TASK DIRECTIONS:
Your copy of the material must match it exactly, except that pictures are dropped.

Location annotation dataset excerpts:
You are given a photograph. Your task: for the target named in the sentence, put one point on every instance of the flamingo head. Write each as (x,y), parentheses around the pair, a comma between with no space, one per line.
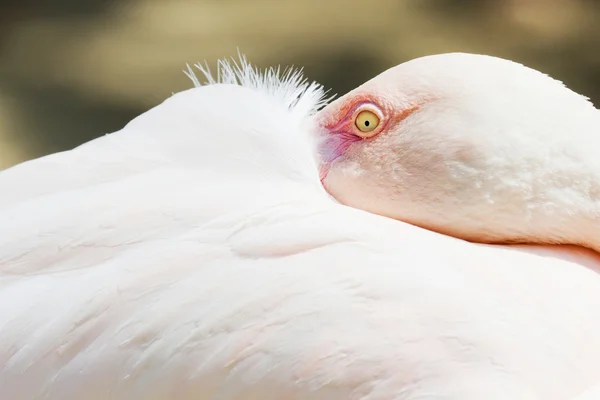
(473,146)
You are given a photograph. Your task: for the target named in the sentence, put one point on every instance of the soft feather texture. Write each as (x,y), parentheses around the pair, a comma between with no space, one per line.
(194,255)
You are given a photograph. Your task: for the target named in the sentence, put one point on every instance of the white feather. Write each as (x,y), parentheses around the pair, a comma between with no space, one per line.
(194,255)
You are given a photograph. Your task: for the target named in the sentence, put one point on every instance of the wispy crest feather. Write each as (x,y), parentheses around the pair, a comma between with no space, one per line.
(288,85)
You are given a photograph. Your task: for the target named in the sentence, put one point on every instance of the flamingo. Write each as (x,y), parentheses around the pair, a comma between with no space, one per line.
(473,146)
(195,254)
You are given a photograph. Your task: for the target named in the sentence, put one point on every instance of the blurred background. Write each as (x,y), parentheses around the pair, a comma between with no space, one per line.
(72,70)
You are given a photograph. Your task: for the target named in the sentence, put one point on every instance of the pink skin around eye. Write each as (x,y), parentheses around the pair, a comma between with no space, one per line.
(342,132)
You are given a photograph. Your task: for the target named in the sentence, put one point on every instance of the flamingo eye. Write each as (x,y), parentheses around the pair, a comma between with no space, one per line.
(366,122)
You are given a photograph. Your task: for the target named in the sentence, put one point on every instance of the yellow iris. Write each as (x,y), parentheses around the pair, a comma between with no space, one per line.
(366,121)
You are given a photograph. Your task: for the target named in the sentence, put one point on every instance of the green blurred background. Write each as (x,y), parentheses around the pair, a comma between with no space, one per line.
(72,70)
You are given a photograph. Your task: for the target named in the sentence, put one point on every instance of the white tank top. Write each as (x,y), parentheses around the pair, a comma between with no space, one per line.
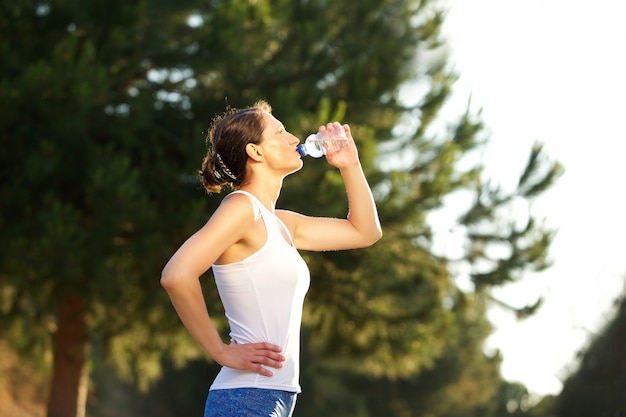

OUTPUT OF THE EXERCISE:
You are given a photograph. Your task: for the target named in the sentence, put one point on every instance of the flamingo head. Write each as (x,y), parentheses around the pair, a comma between with no space, one per line.
(473,146)
You are given a photograph. Your task: for the target named in the sentence, put one point on every instance of the soft feather texture. Write each as (x,y), parentheses around the pair, a comma between with no space, one per line.
(194,255)
You are given a photograph. Your task: for the target named in the sentence, put one point on every instance of the white feather. Write each as (x,y), parentheses around the pair, a comma between with no space, one per line.
(194,255)
You are given a photograph. Your task: for the target named in the sentence, put one point on every instance of the wispy crest feather. Write each as (x,y), parentheses around the pair, a comma between with no space, one per line.
(288,85)
You are given a photograph. Your task: for the target named in the sentence, put one point on every instance of the flamingo. Write each as (x,y), parentheses around the pair, a comma between with no space, one per line.
(473,146)
(195,254)
You are given a photograph. Your task: for the target named in the sentence, put one point on every instance of the blurred background. Write each as (x,y), parentheses around the pair, a comma between with no space, one per line.
(72,70)
You are given a photograph. Your task: for the target named in the sentence, put one point on every instance of the pink skin around eye. Write each as (x,y), parentheses around the pair, a comma between with no space, one per line.
(342,132)
You are given a photograph. Your task: for the target named in the sentence, put one point on every instance of the flamingo eye. Write each as (x,y), parentheses around the pair, a comma between with no space, one per line.
(366,122)
You are given a photograph. Your task: for the target named in the sentence, put one point on every instance of the yellow iris. Write each as (x,y), parentheses around the pair, a comma between with no space, one per line.
(366,121)
You are given a photograph. Your task: for the target named in the sentence, put one point on every instance of the green blurred background. Write each as (x,y), parentheses around the pair, a comma between with no space, one per line.
(72,70)
You are given a photograph. Your task: for the target named in the sentence, put one point on every instance of the white tank top. Write each as (x,y), parentheses around the pair, a comma between with no space, one per line.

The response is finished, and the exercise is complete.